**Vorgelegter Text**
Читать книгу Logos Gottes und Logos des Menschen - Heiko Nüllmann - Страница 34
3.4 Christliche Kunst
ОглавлениеWeil der christliche Glaube in Christus den inkarnierten Logos des Schöpfers erblickt, spielt für Ratzinger der Verweischarakter der christlichen Kunst auf ebendiesen Logos eine besonders große Rolle. Hier hat für ihn z.B. der kosmische Charakter der liturgischen Musik seinen Ort. Dabei geht es ihm um ein „Mitsingen mit dem All“, das „sich auf die Spur des Logos“19 begibt. Dazu braucht es eine Musik, die, wie Ratzinger in Anlehnung an Platon und Aristoteles beschreibt, „die Sinne in den Geist hineinzieht und so den Menschen zur Ganzheit bringt. Musik, die die Sinne nicht aufhebt, aber sie in die Einheit des Geschöpfes Mensch hineinstellt. Sie erhöht den Geist gerade, indem sie ihn mit den Sinnen vermählt, und sie erhöht die Sinne, indem sie sie mit dem Geist eint“20. Auf diese Weise entspricht sie nach Ratzinger zutiefst dem Menschen als einem Wesen aus Materie und Geist. Indem sie den Geist anspricht und ihn auf den Logos hin ausrichtet, bleibt in ihr „eine letzte Nüchternheit, eine tiefere Rationalität bestehen, die sich dem Absinken ins Irrationale und Maßlose entgegenstellt.“21 Der für die Liturgie wichtige Maßstab logosgemäßer Musik muss für Ratzinger demnach die „Integration des Menschen nach oben zu und nicht die Auflösung in den gestaltlosen Rausch oder die bloße Sinnlichkeit“22 sein.

**Aufgabenliste**
1) Was muss laut dem vorgelegten Text für Ratzinger der Maßstab logosgemäßer Musik in der Liturgie sein?
2) Formatiere einen Abschnitt der Zeilen als Markdown-Tabelle mit den Spalten „Nr“ und „Inhalt“ und lass Leerzeilen weg. Beginne bei der Zeile, die „the wristwatch, one“ enthält, und höre nach der letzten Zeile auf.
Der vorgelegte Text und die Zeilen sind voneinander getrennte Materialien.

**Die Zeilen**

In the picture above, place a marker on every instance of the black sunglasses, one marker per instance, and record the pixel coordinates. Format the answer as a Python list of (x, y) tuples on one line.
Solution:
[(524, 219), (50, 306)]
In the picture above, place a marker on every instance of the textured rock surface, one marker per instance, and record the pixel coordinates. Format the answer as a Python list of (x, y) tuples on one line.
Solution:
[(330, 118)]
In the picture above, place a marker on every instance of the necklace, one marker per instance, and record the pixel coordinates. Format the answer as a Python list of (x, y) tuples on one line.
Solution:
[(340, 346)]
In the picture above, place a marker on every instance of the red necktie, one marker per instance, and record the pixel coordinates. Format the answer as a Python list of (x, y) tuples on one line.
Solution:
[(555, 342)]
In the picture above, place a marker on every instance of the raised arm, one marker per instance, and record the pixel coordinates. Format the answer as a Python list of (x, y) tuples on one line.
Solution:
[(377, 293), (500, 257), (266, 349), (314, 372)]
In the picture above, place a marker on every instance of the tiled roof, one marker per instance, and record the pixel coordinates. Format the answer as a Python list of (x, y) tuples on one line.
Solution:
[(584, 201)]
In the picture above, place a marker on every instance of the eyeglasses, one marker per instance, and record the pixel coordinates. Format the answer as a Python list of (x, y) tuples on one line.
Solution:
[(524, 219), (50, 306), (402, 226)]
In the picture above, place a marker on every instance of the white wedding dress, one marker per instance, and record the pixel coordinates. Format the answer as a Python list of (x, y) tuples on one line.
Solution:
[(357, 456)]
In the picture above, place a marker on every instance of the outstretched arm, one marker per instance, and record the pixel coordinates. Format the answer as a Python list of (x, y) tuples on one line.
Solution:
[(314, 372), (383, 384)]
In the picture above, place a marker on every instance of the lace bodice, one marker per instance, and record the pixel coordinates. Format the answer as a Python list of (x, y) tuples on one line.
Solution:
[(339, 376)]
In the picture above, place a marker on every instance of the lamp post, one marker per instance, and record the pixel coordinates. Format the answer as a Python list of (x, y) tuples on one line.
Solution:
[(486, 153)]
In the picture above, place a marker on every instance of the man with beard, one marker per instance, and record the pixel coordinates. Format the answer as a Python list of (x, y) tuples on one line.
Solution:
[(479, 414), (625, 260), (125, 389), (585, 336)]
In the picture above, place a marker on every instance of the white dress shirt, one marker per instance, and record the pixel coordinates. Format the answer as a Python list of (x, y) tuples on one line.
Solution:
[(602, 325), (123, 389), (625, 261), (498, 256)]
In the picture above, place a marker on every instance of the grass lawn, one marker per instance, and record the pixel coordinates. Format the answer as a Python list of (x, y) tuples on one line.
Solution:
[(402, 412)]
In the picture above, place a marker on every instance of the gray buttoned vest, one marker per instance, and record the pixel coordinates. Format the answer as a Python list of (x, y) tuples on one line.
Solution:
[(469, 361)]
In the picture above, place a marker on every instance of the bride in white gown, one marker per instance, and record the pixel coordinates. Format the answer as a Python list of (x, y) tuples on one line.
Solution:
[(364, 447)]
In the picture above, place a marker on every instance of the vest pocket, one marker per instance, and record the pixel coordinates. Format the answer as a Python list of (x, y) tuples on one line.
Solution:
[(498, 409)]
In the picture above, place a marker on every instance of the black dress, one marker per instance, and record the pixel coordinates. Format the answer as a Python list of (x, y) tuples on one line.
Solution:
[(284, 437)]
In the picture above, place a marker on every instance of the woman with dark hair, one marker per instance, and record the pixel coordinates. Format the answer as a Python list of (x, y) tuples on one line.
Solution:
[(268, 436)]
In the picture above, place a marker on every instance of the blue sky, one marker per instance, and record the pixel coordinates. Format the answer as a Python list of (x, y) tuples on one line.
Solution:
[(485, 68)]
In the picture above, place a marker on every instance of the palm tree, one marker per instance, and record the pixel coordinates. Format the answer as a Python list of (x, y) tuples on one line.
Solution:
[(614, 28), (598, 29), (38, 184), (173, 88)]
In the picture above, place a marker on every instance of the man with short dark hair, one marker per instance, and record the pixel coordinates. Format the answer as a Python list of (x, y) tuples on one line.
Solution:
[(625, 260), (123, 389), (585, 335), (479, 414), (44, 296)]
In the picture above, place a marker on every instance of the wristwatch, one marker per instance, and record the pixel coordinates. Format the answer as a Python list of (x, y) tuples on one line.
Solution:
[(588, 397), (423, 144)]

**Lösungen**
1) Die Integration des Menschen nach oben zu und nicht die Auflösung in den gestaltlosen Rausch oder die bloße Sinnlichkeit.

2)
| Nr | Inhalt |
|---|---|
| 1 | In the picture above, place a marker on every instance of the wristwatch, one marker per instance, and record the pixel coordinates. Format the answer as a Python list of (x, y) tuples on one line. |
| 2 | Solution: |
| 3 | [(588, 397), (423, 144)] |